Your task is to output all the records below, word for word.

________________________

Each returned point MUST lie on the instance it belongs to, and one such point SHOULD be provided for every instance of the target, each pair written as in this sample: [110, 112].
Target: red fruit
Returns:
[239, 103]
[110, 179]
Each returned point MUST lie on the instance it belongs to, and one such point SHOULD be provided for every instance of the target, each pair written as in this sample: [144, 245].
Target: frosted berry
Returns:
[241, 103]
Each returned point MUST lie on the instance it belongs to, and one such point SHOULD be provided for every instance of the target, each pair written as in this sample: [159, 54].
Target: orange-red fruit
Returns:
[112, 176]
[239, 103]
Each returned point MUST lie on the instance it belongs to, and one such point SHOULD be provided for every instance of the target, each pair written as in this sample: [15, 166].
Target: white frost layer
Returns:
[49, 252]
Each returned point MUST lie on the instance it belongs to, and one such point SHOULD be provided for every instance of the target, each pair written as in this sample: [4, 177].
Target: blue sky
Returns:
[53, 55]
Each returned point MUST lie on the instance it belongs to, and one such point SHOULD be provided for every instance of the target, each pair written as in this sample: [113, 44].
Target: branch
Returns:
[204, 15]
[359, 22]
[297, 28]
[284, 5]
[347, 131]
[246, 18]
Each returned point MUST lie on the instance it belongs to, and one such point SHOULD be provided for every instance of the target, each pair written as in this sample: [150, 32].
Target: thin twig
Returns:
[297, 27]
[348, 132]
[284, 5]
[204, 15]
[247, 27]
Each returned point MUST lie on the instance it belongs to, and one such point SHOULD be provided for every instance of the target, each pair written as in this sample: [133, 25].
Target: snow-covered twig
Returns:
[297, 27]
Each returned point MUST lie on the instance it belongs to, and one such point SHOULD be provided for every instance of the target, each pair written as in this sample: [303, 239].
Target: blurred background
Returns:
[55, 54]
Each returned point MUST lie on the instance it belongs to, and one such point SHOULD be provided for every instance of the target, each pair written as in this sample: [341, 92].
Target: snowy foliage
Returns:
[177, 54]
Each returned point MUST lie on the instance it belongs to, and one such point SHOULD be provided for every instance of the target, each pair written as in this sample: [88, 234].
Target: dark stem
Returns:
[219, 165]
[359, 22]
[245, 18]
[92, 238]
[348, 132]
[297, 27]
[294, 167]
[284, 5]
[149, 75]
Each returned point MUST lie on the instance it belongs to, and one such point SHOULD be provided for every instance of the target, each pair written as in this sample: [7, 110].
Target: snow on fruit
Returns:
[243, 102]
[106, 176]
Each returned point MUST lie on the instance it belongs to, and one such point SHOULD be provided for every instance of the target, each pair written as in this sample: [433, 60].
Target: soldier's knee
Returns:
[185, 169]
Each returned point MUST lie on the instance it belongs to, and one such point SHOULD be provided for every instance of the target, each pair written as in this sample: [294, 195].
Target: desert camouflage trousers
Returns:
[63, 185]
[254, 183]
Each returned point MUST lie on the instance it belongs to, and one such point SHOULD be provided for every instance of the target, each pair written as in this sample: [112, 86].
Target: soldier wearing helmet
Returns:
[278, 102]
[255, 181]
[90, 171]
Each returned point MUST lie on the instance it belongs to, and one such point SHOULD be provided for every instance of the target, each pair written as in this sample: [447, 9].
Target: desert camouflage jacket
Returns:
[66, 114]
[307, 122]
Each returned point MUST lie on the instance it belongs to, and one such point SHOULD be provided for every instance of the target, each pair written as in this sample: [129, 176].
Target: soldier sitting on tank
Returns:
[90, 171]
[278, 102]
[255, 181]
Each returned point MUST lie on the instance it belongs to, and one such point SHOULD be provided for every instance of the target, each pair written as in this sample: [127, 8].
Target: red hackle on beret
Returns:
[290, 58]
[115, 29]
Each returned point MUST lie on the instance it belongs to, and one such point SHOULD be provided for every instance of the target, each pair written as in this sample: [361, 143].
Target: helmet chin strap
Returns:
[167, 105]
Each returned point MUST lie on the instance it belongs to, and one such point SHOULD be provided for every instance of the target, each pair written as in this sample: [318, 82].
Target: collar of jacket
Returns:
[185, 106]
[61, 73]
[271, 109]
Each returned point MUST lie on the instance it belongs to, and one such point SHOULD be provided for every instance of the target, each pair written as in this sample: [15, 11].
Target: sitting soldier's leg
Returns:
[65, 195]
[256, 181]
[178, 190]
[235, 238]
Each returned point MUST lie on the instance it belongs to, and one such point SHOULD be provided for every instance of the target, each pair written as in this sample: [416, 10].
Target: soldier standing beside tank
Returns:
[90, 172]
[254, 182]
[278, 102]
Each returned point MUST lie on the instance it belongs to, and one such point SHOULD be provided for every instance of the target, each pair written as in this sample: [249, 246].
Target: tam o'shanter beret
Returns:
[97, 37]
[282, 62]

________________________

=== Written response ===
Each returned point MUST lie on the instance it belongs to, and one such point SHOULD be provided for every instance of the target, each pair written as in this sample: [110, 112].
Target: red fruit
Returns:
[239, 103]
[110, 179]
Each returned point MUST lie on the instance it belongs to, and one such point SHOULD be provided for every instance of the target, each pair written as in this sample: [144, 245].
Target: frosted berry
Returns:
[241, 103]
Each returned point MUST lie on the instance it belongs to, and one such point SHOULD be provided for every instance of the target, each pair written as in this sample: [159, 54].
Target: orange-red fruit
Returns:
[112, 176]
[239, 103]
Each returned point MUST lie on the instance it belongs to, and one such point SHOULD be provided for every instance of the target, each pair written as in this sample: [15, 166].
Target: white frost layer
Returns:
[49, 252]
Each returned point MUST lie on the instance it belongs to, and one such point SHOULD be provided for every instance of the target, each pair written as in this sample: [4, 177].
Target: blue sky
Returns:
[53, 55]
Each returned point MUST lie on the instance it belongs to, and one such point SHOULD be provided for every instance of the target, each pair written as in this sample: [113, 44].
Target: branch
Returns:
[204, 15]
[359, 22]
[297, 28]
[284, 5]
[347, 131]
[246, 18]
Each returned point MUST lie on the instance it belongs to, and one such point SHOULD be provided for every instance of the target, each pair written as in this sample: [150, 32].
Target: thin twig
Returns:
[297, 27]
[348, 132]
[284, 5]
[204, 15]
[247, 27]
Each returned point MUST lie on the instance it belongs to, and one such point SHOULD be provided for every instance of the target, each pair written as in this sample: [133, 25].
Target: snow-covered twig
Returns:
[297, 27]
Each returned point MUST lie on the instance it belongs to, and one such point SHOULD be provided for every instance of the target, each pair written as in this sample: [303, 239].
Target: blurred background
Returns:
[55, 54]
Each returned point MUST lie on the instance it belongs to, and one such point SHOULD be provided for every instance of the target, each pair written as in this sample: [341, 92].
Target: snowy foliage
Returns:
[177, 54]
Each returned point MUST lie on the instance it belongs to, and one such point SHOULD be provided for every instance of the target, each pair written as in this sample: [88, 234].
Target: dark stem
Returns:
[219, 165]
[359, 22]
[245, 18]
[92, 238]
[348, 132]
[297, 27]
[294, 167]
[284, 5]
[149, 75]
Each returned point MUST lie on the instance it belongs to, and one such point SHOULD be provided for every instance of the target, each pair written as in this sample: [7, 110].
Target: snow on fruit
Returns:
[243, 102]
[106, 176]
Each returned point MUST lie on the instance it belongs to, and one such point SHOULD be provided for every instance of the target, each pair written as in this sample: [433, 60].
Target: soldier's knee
Returns:
[185, 169]
Each returned point MUST lie on the instance it belongs to, and one such point SHOULD be provided for every instance of the target, each pair written as in this sample: [294, 195].
Target: desert camouflage trousers
Returns:
[63, 185]
[254, 183]
Each returned point MUST lie on the instance it belongs to, and one such point SHOULD be provided for every instance of the target, each pair written as in this sample: [112, 86].
Target: soldier wearing helmet
Returns:
[278, 102]
[255, 181]
[90, 171]
Each returned point MUST lie on the instance it belongs to, and one such point SHOULD be provided for every instance of the target, each pair written as in this sample: [447, 9].
Target: desert camouflage jacket
Returns:
[66, 114]
[307, 122]
Each returned point MUST lie on the instance it belongs to, and one such point SHOULD be provided for every instance of the target, each pair written as in this sample: [129, 176].
Target: soldier sitting on tank
Returns:
[90, 171]
[278, 102]
[255, 181]
Each returned point MUST lie on the instance it belongs to, and one such point SHOULD be provided for every instance of the target, each pair written as in this sample: [127, 8].
Target: red hackle on beret
Returns:
[290, 58]
[115, 29]
Each returned point MUST lie on the instance it belongs to, and one such point SHOULD be provided for every instance of the target, each pair written as in this sample: [361, 143].
Target: helmet chin strap
Returns:
[167, 105]
Each returned point MUST lie on the instance it belongs to, and one such point SHOULD be provided for every instance of the target, each pair written as in this sample: [318, 82].
Target: collar of jacket
Returns:
[185, 106]
[61, 73]
[271, 109]
Each returned point MUST lie on the instance it belongs to, and one such point SHOULD be provided for every instance of the target, each pair written as in this sample: [15, 11].
Target: sitting soldier's leg
Returns:
[65, 195]
[256, 181]
[178, 190]
[235, 238]
Each returned point MUST lie on the instance it belongs to, and one such point SHOULD be provided for every instance of the target, each pair written as in this sample: [416, 10].
Target: soldier standing beside tank
Returns:
[90, 172]
[254, 182]
[278, 102]
Each returned point MUST lie on the instance it belongs to, and one such point SHOULD be provided for every instance of the target, each pair written as in this sample: [249, 246].
Target: tam o'shanter beret
Returns:
[97, 37]
[282, 62]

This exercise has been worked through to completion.